- Opening Delimiter -
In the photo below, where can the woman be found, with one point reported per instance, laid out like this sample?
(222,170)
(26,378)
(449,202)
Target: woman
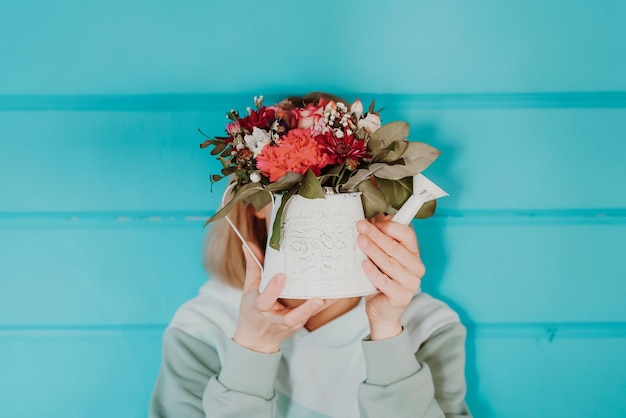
- Closing Delimiter -
### DIRECTIONS FOR THIS TASK
Copy out the full material exactly. Pictures should not appear in it.

### EXERCISE SOLUTION
In the photo below, where can the woman be found, with one point reported per instance, laid out like this sample?
(222,170)
(26,378)
(449,202)
Target: woman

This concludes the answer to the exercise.